> [Your instructions]:
Reproduce, character for character, the part of the entries that begins with the line containing "of man. Report pixel corners as JSON arrays." and ends with the line containing "[[64, 39, 182, 144]]", both lines included. Output that part alone.

Extracted data entries
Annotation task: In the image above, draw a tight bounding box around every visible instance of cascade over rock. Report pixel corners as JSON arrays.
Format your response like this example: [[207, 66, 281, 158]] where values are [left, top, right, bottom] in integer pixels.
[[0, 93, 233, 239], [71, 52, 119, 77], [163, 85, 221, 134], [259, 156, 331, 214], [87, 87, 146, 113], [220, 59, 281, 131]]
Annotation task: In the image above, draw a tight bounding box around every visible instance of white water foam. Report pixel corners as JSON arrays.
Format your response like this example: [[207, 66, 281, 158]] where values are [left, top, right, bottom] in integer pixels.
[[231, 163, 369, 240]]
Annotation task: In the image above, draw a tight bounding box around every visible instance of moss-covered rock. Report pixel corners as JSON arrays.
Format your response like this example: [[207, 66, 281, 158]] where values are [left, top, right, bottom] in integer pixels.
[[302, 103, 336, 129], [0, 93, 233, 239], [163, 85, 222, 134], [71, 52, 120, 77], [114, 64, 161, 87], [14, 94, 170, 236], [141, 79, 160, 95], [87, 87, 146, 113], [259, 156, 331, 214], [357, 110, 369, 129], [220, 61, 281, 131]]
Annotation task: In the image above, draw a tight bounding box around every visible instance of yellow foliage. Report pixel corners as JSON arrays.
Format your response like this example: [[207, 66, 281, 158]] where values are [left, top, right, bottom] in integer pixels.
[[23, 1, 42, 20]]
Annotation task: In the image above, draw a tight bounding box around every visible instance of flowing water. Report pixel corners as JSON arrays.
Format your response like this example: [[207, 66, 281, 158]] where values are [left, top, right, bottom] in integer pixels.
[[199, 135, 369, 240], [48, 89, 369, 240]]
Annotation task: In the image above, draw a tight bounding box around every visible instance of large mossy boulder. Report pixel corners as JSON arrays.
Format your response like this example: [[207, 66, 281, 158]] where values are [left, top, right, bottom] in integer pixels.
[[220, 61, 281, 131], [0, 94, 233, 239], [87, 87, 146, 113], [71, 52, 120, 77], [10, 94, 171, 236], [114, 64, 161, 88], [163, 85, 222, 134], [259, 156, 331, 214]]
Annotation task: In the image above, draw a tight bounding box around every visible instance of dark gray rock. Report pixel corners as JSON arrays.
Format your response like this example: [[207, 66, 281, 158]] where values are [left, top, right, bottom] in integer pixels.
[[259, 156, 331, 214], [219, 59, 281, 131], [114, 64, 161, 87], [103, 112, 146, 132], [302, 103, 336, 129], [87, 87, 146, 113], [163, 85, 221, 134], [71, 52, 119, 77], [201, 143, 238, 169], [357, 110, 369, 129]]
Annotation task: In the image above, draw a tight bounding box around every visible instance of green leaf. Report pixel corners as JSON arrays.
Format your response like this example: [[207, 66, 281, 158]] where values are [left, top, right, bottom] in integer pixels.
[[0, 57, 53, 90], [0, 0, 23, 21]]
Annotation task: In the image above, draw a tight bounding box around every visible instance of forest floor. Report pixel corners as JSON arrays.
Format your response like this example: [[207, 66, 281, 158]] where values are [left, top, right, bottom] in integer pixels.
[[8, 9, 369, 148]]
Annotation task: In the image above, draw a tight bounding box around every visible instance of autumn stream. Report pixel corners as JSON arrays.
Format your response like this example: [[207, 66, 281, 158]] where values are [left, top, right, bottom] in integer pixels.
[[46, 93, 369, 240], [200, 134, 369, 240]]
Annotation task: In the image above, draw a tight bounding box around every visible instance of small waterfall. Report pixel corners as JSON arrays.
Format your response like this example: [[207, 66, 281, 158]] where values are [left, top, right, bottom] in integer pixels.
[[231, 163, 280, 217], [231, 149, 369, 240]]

...

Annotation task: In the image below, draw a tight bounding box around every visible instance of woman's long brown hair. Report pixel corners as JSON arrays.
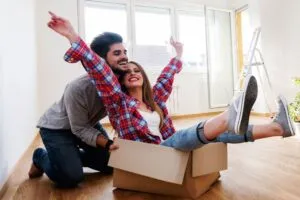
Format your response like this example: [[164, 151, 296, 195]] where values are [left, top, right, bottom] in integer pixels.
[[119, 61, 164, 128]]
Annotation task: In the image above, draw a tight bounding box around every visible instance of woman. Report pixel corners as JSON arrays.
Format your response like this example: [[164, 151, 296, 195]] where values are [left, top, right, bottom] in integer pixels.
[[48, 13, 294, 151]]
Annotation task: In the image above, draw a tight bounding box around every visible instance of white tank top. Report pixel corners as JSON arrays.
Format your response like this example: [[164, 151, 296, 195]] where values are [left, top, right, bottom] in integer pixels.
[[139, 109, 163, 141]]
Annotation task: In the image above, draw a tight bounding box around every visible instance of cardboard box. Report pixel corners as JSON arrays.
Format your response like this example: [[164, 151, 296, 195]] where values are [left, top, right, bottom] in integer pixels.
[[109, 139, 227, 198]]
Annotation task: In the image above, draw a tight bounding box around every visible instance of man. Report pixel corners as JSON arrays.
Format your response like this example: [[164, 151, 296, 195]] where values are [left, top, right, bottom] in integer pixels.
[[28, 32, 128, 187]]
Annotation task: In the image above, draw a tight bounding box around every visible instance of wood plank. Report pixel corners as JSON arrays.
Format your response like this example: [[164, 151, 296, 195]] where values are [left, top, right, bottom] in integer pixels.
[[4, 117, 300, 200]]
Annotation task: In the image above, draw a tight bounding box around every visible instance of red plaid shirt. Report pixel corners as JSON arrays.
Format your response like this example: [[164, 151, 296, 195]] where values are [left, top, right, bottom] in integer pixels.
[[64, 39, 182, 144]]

> [Exercise response]:
Annotation task: In the image above, draw a tight bounding box around every visible instance of man. Report pixel corners as JSON arrays.
Format your response like this example: [[164, 151, 296, 195]] where values are [left, top, right, bottom] in integer pixels.
[[28, 32, 128, 187]]
Annotation task: In the image above, draw a tight bounding box around every visible instance of wood plank. Report pixel corners as JSON arrays.
Format your response like this example: [[164, 151, 296, 195]] where values are [left, top, right, bottom] in integer pixels.
[[4, 117, 300, 200]]
Annotation task: In the image above, draw a tight bounding box around every visible instance of red plaid shirt. Report pixel corners as JSON arrays.
Format your response like this example: [[164, 151, 296, 195]] where values are [left, top, right, bottom] in integer pixels.
[[64, 39, 182, 144]]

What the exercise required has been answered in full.